Instructions to follow: There is one span to output from the data below: the lines starting at the line with "Target: sky" and ending at the line with "the green shrub". Output it exactly, ends included, nothing more.

Material provided:

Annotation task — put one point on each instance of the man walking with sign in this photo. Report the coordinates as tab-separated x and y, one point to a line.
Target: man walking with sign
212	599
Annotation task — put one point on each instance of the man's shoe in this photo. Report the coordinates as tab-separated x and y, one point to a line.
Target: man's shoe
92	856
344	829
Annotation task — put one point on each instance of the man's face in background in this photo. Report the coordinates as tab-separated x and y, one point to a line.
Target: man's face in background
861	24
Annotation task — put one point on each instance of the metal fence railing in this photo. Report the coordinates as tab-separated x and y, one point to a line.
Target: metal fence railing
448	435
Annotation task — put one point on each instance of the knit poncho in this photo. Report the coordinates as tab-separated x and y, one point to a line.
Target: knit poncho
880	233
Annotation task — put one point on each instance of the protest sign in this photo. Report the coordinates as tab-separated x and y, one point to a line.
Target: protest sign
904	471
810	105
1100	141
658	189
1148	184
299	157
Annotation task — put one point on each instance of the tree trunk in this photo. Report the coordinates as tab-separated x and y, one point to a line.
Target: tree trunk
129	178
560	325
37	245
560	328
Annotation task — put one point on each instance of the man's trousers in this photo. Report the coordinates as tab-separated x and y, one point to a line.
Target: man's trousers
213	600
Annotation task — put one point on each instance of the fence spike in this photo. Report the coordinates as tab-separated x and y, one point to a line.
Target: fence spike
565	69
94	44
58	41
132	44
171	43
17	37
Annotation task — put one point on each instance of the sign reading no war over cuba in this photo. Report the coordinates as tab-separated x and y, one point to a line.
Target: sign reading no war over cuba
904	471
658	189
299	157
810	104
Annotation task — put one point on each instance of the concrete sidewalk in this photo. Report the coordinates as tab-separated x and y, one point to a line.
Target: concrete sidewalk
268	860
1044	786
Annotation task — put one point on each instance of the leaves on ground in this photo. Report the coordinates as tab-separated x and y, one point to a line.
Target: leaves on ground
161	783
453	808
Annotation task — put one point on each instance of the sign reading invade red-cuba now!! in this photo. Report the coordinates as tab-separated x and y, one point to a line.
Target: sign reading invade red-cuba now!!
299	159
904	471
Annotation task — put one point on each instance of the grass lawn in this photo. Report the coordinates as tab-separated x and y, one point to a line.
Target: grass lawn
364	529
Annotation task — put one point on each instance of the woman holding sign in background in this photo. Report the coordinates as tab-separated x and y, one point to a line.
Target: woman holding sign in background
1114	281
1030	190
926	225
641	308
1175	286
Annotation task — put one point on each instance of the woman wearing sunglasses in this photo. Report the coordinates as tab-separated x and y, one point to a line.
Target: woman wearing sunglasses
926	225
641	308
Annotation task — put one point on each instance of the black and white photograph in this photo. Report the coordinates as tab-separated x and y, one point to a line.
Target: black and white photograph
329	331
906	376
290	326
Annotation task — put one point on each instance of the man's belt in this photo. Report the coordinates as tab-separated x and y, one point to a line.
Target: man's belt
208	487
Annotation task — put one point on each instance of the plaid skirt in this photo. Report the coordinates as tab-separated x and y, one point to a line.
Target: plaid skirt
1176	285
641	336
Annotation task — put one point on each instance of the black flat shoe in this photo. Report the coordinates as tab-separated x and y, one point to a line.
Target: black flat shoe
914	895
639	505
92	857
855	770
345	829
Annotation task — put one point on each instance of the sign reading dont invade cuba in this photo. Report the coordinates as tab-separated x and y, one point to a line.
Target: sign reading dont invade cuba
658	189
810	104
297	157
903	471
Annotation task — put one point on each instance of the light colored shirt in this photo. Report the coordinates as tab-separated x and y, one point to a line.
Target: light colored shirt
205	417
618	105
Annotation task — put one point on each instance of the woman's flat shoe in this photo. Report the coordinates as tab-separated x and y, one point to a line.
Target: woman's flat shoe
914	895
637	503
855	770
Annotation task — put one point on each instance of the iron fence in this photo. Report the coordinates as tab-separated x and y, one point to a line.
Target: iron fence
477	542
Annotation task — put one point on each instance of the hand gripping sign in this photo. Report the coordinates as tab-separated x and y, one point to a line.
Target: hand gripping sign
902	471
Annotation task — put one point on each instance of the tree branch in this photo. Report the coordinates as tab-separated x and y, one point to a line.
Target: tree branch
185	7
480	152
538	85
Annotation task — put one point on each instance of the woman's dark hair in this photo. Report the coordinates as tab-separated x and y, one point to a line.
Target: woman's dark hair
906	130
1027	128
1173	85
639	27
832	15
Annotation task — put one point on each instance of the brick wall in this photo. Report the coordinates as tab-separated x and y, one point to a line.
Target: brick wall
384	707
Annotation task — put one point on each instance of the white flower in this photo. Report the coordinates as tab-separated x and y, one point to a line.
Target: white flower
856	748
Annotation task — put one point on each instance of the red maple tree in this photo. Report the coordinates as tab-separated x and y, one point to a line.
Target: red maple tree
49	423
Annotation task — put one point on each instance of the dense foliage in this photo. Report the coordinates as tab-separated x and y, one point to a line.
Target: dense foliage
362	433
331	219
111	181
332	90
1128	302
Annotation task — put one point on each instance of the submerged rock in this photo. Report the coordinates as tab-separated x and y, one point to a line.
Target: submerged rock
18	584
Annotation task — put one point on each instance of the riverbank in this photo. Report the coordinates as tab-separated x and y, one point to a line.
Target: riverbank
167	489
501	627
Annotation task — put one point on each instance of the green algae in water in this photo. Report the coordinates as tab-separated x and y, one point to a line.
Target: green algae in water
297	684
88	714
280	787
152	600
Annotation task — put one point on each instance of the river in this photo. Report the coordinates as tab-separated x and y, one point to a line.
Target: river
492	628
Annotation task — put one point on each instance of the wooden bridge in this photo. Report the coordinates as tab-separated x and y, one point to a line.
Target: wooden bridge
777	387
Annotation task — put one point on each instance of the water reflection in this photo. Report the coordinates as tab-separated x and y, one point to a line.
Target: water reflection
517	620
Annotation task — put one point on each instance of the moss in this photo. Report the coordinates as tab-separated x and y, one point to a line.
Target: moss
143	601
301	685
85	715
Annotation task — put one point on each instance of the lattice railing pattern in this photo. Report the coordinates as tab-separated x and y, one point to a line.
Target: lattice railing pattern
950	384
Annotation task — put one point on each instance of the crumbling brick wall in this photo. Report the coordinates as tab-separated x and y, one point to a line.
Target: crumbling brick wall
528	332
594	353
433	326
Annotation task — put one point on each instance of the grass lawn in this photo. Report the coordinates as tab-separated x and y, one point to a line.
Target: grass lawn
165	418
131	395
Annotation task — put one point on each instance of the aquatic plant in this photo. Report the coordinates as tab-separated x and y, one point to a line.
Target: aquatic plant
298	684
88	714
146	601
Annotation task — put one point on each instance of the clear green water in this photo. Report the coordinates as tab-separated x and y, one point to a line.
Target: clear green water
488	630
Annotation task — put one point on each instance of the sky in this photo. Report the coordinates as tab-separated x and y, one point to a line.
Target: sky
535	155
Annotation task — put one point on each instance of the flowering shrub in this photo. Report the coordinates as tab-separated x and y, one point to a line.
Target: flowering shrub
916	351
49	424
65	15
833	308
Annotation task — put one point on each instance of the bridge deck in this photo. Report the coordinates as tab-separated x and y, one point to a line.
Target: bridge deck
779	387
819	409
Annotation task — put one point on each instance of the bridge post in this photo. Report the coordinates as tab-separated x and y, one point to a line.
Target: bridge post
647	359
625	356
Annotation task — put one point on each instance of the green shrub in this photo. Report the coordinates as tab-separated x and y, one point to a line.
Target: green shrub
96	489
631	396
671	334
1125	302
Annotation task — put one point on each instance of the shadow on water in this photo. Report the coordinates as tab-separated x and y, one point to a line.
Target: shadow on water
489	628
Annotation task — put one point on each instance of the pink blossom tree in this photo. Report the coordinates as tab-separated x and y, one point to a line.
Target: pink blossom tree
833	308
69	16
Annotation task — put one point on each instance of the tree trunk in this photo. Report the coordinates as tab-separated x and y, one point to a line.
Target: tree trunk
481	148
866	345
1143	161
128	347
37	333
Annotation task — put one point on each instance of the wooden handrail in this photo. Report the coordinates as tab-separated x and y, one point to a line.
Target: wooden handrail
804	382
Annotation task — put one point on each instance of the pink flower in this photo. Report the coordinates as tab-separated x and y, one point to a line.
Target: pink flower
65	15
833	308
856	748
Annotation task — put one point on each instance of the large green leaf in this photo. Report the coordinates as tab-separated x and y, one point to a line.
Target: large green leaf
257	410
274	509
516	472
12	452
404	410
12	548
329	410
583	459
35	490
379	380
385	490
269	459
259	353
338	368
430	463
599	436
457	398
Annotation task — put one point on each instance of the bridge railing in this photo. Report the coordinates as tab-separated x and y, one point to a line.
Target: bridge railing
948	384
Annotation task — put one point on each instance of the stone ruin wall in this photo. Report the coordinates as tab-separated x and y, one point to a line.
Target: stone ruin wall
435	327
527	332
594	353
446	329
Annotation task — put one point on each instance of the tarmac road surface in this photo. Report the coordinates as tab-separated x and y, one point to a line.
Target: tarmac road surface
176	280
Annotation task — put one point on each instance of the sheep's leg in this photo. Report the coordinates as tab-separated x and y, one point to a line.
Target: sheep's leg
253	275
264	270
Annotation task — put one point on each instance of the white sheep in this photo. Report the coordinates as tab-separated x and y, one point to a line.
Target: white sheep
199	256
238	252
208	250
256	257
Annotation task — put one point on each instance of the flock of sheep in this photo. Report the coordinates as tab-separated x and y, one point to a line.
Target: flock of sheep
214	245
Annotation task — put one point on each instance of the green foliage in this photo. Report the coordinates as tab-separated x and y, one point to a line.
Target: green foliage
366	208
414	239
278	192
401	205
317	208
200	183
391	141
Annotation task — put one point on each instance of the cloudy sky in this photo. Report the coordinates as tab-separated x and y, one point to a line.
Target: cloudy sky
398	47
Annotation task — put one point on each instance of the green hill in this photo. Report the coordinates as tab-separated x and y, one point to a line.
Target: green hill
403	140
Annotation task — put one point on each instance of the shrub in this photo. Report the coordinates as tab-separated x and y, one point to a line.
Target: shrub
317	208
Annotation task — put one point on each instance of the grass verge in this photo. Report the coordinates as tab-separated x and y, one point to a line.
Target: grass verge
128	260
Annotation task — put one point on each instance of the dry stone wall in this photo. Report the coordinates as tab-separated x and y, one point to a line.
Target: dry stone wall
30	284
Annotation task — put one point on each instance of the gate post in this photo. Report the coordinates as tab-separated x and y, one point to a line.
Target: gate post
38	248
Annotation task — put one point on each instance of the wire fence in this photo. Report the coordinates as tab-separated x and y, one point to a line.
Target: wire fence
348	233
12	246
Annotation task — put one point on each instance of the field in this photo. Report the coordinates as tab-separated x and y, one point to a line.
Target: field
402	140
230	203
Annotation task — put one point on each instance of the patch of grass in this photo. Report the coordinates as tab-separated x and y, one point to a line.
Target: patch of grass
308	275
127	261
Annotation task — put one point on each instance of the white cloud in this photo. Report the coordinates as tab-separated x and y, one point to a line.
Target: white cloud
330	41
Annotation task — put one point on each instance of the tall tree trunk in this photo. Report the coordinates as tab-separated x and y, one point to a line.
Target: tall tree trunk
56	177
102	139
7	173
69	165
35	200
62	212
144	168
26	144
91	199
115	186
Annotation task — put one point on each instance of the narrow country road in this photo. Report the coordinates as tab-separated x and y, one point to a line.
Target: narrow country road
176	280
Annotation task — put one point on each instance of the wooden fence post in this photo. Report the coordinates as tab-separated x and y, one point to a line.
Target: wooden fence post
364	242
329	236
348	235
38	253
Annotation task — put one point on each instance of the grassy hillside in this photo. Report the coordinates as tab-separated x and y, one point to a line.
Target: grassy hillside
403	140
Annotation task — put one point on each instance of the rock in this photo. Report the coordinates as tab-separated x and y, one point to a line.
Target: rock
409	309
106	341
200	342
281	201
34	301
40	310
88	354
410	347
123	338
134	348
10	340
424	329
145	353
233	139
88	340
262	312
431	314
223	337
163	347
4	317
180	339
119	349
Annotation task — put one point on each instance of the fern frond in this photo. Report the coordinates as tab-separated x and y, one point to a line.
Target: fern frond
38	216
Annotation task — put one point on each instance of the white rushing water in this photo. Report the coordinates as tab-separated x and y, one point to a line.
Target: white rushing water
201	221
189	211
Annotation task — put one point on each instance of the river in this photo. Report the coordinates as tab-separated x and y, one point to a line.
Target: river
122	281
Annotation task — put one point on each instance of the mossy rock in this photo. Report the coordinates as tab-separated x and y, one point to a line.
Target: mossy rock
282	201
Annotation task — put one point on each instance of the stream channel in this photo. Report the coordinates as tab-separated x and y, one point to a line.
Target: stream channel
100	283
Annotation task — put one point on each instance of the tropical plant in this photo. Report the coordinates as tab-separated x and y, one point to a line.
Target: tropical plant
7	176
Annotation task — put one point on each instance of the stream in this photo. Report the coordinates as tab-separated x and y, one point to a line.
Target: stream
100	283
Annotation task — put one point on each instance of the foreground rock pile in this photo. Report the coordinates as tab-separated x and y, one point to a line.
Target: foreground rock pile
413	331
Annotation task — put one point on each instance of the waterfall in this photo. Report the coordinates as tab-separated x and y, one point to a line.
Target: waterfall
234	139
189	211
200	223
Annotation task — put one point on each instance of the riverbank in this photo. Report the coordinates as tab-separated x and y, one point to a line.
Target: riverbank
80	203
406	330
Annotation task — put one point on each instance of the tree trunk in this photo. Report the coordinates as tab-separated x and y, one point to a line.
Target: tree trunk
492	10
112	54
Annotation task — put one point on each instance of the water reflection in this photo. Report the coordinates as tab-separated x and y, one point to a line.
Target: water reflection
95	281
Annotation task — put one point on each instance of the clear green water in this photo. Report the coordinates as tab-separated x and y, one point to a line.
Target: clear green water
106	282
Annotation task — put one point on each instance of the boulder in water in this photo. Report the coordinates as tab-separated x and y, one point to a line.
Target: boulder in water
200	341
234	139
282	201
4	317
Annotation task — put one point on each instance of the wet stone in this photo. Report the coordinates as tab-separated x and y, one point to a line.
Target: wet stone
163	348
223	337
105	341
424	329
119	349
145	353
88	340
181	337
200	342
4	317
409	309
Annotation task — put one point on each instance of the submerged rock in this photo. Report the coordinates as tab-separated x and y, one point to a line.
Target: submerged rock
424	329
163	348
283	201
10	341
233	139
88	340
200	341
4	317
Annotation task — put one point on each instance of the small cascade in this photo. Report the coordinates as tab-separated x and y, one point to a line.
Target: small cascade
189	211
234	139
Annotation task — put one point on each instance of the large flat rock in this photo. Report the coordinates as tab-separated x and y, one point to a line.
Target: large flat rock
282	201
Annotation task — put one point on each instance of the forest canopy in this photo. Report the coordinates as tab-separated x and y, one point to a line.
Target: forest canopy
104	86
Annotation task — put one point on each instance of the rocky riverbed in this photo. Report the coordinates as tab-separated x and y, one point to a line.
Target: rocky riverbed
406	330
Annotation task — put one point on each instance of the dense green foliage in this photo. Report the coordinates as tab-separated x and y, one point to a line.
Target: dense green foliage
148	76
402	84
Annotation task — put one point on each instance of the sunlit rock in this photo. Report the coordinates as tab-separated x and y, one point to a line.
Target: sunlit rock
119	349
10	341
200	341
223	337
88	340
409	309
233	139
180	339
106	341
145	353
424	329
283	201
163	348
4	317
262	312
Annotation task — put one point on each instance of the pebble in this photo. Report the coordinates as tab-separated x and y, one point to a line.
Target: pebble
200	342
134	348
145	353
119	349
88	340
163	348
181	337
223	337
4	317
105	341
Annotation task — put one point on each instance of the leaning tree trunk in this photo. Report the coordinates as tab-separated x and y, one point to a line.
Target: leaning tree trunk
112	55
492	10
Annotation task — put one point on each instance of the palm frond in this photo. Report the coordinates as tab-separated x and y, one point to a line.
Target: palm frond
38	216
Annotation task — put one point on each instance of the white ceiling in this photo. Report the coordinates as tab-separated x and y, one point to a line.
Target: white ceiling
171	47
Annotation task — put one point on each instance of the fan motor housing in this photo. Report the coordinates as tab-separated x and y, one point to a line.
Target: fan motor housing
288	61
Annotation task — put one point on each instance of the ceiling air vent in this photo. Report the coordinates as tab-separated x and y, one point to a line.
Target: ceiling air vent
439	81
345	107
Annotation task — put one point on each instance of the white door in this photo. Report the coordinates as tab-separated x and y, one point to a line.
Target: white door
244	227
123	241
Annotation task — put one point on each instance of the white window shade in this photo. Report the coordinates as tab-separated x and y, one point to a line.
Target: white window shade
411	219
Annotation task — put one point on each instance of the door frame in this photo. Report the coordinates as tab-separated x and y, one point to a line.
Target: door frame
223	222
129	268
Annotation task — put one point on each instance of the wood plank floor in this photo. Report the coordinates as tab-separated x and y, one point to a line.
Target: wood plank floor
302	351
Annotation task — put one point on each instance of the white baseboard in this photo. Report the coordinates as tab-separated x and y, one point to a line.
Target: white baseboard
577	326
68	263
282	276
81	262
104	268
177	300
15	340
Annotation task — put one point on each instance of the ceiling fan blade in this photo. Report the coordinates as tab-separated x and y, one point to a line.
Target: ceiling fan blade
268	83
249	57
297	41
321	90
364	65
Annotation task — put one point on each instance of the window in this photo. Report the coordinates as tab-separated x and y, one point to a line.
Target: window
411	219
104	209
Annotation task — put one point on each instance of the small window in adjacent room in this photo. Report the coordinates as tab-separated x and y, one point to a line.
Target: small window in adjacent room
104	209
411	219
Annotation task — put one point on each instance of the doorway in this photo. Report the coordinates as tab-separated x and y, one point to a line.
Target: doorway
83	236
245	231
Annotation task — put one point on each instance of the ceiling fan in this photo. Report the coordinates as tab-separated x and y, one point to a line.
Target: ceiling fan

Answer box:
Target: sky
535	155
Annotation task — put one point on each instance of the flowering shrub in this photo. Report the coordinates as tab-separated x and y, one point to a line.
Target: flowering shrub
916	351
49	424
65	15
833	308
Annotation task — put one point on each instance of the bridge deck in this photo. Report the coordinates as tab-separated x and y, one point to a line.
Target: bridge deck
779	387
819	409
Annotation task — put one point on each instance of the bridge post in this photo. Report the coordinates as tab-separated x and y, one point to a line.
Target: bridge post
647	359
625	356
Annotation task — put one point on each instance of the green shrub in this photo. Report the coordinates as tab-separated x and y, one point to a line.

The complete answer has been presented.